## REQUIRED TASK
Count the lines in the items below that contain the word "white". Give only the number.

== DATA PROVIDED ==

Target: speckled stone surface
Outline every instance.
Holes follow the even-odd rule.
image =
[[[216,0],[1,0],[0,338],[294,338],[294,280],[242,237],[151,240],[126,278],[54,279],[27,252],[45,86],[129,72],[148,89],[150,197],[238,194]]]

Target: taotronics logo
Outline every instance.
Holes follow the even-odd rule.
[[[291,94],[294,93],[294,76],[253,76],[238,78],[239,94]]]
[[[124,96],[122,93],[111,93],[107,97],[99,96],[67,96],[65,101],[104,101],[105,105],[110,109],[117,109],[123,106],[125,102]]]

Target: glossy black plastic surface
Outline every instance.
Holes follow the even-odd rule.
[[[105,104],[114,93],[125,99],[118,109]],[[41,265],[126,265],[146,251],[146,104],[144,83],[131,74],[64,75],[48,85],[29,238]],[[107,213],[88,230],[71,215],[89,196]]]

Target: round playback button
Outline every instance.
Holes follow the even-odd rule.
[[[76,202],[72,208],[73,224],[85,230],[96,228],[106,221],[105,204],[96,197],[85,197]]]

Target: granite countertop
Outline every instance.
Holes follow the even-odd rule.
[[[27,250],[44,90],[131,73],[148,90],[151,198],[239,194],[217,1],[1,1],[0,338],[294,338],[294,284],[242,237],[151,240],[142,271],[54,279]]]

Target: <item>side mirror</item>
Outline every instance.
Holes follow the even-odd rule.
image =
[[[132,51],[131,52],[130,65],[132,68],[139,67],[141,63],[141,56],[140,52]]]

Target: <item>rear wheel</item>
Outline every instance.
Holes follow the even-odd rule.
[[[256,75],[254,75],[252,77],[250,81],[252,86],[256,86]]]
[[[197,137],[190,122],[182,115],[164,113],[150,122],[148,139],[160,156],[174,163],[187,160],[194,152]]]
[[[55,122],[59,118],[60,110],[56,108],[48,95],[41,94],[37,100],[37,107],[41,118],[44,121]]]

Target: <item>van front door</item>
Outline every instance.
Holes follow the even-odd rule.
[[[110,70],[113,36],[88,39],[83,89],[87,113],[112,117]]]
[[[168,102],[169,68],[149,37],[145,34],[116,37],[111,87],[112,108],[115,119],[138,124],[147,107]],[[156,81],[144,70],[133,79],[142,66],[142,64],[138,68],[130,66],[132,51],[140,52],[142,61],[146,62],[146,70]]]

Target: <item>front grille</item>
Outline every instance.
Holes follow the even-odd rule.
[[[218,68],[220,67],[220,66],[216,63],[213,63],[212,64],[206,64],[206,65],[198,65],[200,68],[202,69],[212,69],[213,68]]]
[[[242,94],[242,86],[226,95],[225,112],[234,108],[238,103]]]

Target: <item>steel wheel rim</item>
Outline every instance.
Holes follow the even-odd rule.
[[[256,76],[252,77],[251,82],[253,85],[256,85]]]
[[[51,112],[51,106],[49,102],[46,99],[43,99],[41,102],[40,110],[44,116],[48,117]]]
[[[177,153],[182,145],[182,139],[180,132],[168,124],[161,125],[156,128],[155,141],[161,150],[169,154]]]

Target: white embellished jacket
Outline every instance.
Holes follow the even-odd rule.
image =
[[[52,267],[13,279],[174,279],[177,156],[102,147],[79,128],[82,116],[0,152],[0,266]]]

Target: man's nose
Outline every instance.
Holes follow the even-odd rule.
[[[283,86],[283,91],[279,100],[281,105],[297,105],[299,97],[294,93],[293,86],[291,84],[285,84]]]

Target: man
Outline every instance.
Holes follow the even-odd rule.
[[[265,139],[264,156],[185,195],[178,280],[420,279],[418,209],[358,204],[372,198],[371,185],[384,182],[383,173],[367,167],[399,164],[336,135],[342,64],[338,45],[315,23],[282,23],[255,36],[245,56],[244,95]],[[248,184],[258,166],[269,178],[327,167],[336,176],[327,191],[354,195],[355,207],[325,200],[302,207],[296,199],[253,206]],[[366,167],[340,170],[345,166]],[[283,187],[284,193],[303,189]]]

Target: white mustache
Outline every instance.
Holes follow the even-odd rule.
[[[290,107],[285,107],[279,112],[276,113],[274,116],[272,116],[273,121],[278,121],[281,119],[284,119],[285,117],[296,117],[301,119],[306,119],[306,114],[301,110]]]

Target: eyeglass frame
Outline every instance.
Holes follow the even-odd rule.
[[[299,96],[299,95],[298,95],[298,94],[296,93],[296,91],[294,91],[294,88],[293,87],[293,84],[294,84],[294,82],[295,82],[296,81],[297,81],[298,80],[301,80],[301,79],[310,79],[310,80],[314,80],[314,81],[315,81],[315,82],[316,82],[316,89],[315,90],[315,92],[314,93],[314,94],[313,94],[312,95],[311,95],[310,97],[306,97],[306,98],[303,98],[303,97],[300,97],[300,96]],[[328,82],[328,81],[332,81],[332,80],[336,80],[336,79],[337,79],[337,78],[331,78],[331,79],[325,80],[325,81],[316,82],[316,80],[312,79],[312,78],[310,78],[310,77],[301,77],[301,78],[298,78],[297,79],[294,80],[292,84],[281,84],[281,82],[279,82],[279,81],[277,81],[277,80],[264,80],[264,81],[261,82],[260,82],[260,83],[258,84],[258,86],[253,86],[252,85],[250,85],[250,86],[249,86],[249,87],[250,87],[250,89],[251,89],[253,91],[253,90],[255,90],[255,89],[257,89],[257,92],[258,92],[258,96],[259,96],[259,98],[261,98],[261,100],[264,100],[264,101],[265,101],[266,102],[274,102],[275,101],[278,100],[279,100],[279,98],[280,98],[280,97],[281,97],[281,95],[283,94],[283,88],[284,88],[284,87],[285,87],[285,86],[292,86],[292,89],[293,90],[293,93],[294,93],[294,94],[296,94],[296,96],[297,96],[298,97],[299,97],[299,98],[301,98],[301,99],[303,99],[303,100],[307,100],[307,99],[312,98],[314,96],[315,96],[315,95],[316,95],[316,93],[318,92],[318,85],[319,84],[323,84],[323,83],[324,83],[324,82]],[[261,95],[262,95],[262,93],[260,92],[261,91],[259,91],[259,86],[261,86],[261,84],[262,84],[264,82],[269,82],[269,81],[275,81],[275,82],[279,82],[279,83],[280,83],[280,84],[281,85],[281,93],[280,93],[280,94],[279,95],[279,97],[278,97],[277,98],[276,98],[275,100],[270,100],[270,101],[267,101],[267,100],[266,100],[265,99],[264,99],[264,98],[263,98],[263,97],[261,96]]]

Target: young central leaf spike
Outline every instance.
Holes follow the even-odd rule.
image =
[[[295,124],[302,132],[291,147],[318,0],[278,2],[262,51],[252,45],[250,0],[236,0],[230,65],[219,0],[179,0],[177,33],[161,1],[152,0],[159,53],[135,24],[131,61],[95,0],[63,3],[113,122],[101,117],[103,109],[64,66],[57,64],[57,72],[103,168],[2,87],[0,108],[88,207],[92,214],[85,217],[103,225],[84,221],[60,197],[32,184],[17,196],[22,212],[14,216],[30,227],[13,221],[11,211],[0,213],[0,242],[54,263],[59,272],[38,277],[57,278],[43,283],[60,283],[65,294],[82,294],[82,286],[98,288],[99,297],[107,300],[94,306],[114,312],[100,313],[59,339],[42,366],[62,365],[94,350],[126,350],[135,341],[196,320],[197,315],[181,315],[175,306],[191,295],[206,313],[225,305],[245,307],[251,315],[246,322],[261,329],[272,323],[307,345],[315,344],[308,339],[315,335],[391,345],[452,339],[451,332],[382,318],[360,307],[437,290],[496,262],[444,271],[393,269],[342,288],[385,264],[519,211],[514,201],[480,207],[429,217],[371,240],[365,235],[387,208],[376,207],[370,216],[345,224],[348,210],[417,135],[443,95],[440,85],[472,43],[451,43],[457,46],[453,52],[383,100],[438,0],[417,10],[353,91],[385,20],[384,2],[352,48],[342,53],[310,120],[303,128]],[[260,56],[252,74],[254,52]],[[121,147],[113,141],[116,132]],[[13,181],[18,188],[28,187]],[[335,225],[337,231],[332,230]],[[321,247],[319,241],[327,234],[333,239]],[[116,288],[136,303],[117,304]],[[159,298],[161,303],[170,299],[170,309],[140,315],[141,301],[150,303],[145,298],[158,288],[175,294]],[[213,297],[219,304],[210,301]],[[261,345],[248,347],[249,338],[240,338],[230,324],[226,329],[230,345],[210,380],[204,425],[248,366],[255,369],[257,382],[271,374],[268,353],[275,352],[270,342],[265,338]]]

===

## ANSWER TO THE EXERCISE
2